### WRITTEN PROBLEM
Copy out the data below, changing every "Target" to "Object" and leaving everything else unchanged.

### DATA TO PROCESS

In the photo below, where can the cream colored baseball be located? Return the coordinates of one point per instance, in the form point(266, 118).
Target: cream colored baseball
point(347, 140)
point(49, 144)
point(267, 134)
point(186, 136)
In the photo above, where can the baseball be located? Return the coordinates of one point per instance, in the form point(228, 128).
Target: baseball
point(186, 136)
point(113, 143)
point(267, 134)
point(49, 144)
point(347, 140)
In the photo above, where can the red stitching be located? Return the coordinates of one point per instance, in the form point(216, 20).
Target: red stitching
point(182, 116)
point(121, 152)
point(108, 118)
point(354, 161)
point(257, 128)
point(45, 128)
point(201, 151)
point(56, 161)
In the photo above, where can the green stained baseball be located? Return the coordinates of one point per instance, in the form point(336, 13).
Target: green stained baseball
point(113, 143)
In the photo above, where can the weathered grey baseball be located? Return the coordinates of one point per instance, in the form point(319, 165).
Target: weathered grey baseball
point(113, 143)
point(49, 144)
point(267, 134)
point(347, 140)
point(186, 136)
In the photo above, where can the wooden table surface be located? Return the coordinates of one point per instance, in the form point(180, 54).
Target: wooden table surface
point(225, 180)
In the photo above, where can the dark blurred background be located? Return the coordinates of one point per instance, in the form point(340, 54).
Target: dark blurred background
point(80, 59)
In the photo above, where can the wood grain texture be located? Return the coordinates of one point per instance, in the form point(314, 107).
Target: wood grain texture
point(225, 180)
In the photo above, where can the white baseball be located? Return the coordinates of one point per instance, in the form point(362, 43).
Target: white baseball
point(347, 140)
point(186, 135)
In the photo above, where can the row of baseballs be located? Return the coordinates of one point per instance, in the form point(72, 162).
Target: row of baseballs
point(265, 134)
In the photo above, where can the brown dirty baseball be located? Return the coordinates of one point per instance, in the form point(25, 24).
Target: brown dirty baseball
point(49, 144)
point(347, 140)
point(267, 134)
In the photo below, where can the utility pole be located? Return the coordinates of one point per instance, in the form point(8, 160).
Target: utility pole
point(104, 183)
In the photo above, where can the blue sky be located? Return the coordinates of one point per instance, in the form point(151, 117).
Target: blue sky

### TASK ANSWER
In the photo below, where can the cream colored baseball be located? Return the coordinates of one point per instance, in the form point(266, 118).
Object: cream colored baseball
point(347, 140)
point(49, 144)
point(267, 134)
point(186, 136)
In the photo above, where can the baseball be located? Return the coordinates of one point per instance, in the form point(228, 128).
Object: baseball
point(186, 136)
point(113, 143)
point(267, 134)
point(49, 144)
point(347, 140)
In the photo above, where can the red stitching be located? Return the coordinates of one point per instance, in the form point(216, 20).
Object: red stitching
point(182, 116)
point(121, 152)
point(108, 118)
point(354, 161)
point(257, 128)
point(45, 128)
point(201, 151)
point(56, 161)
In the photo above, where can the green stained baseball be located? Return the coordinates of one point per instance, in the form point(336, 13).
Object: green stained baseball
point(113, 143)
In the photo above, where can the weathered grey baseball be located? Return the coordinates of one point per instance, in the form point(319, 165).
Object: weathered grey baseball
point(113, 143)
point(49, 144)
point(267, 134)
point(347, 140)
point(186, 136)
In the photo above, where can the wooden table surface be located? Return the coordinates of one point per instance, in the form point(180, 54).
Object: wooden table surface
point(225, 180)
In the photo above, where can the dark blurred background be located? Return the coordinates of one point per instance, in the form point(340, 54).
Object: dark blurred background
point(80, 59)
In the photo above, where can the wood grain texture be located? Return the coordinates of one point per instance, in the form point(314, 107).
Object: wood grain texture
point(225, 180)
In the photo above, where can the white baseball be located? Return the coordinates of one point per instance, in the form point(362, 43).
Object: white baseball
point(347, 140)
point(186, 135)
In the photo above, where can the row of baseballs be located? Return the coordinates of one point per instance, in the form point(72, 162).
Object: row of baseballs
point(265, 134)
In the photo above, where can the brown dirty baseball be located? Return the coordinates of one point per instance, in the form point(25, 24).
Object: brown dirty baseball
point(49, 144)
point(347, 140)
point(267, 134)
In the photo below, where can the utility pole be located? Return the coordinates of one point per instance, in the form point(8, 160).
Object: utility pole
point(104, 183)
In the photo above, where can the blue sky be located? Return the coordinates of one point per instance, in the form point(151, 117).
Object: blue sky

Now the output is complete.